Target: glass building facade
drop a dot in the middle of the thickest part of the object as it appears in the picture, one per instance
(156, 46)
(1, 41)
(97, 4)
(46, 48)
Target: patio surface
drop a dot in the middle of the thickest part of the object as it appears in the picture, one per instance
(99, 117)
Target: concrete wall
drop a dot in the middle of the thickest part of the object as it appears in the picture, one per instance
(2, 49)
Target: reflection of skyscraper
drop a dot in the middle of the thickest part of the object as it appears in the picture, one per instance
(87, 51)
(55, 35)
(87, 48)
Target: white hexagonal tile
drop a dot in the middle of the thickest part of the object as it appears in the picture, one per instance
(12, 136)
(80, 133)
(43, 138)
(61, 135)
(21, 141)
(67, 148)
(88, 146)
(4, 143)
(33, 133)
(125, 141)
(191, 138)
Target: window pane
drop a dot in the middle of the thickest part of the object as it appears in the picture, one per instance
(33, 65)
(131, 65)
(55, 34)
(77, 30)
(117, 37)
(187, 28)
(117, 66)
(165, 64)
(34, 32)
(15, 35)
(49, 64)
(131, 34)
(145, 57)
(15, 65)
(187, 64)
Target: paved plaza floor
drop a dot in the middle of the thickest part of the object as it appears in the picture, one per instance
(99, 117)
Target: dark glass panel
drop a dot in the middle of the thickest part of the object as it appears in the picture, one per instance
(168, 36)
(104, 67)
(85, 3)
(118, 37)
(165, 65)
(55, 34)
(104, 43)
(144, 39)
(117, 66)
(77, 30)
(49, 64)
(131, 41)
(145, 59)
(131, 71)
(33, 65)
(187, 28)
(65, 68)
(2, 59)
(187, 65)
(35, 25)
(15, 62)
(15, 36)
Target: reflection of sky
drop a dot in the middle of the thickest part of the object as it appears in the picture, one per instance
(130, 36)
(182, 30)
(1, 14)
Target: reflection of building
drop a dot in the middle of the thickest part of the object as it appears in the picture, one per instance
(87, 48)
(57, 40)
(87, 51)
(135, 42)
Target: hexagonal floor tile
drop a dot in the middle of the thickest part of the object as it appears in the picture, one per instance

--------

How to complete this task:
Each line in the records above must be returned exactly as it stands.

Result of this exercise:
Target: glass building facade
drop a dot in the middle of the thickest part of the object as it appears in the picture, one per instance
(156, 46)
(1, 41)
(97, 4)
(46, 48)
Target: patio surface
drop a dot in the middle of the thickest part of the object as it appears in the picture, one per instance
(99, 117)
Target: concrete wall
drop a dot in the middle of the thickest part of the object as it appears in the picture, one per instance
(2, 49)
Target: reflection of skyscraper
drop a dot in the middle of the thickest part of the object as it appears in the picture, one per instance
(87, 51)
(55, 35)
(87, 48)
Target: white hexagonal tile
drop a dot in the middle of the thickest part of the object as it appears in the picture, one per instance
(12, 136)
(80, 133)
(43, 138)
(61, 135)
(21, 141)
(67, 148)
(88, 146)
(4, 143)
(33, 133)
(125, 141)
(191, 138)
Target: window pane
drop a dot in the middle of the thickest part of the object as it appears in the picture, one per instance
(33, 65)
(131, 65)
(55, 34)
(77, 30)
(117, 37)
(187, 28)
(117, 66)
(165, 64)
(34, 32)
(15, 35)
(49, 64)
(131, 34)
(145, 57)
(15, 65)
(187, 64)
Target: paved plaza floor
drop a dot in the middle of the thickest part of the object as it appears in the picture, one per instance
(99, 117)
Target: dark glass panel
drop a dot in the middle of the thickest part of the object as it appears in the picture, one per instance
(168, 36)
(104, 67)
(85, 3)
(118, 37)
(165, 65)
(55, 34)
(104, 43)
(144, 39)
(117, 66)
(77, 30)
(49, 64)
(131, 41)
(145, 59)
(131, 71)
(33, 65)
(187, 28)
(65, 68)
(2, 59)
(187, 65)
(35, 25)
(15, 62)
(15, 36)
Target: reflection of sky
drop a dot in the middle of the thickest part of the object as it appears in the picture, one per instance
(130, 36)
(182, 30)
(1, 14)
Target: reflection of building
drop a dot in the middle of the thickest part of the object as it appears in the picture, one per instance
(87, 48)
(57, 40)
(87, 51)
(135, 42)
Target: hexagonal floor tile
drop a dot in the middle of the thickest part of the object as it appears in the picture, one per instance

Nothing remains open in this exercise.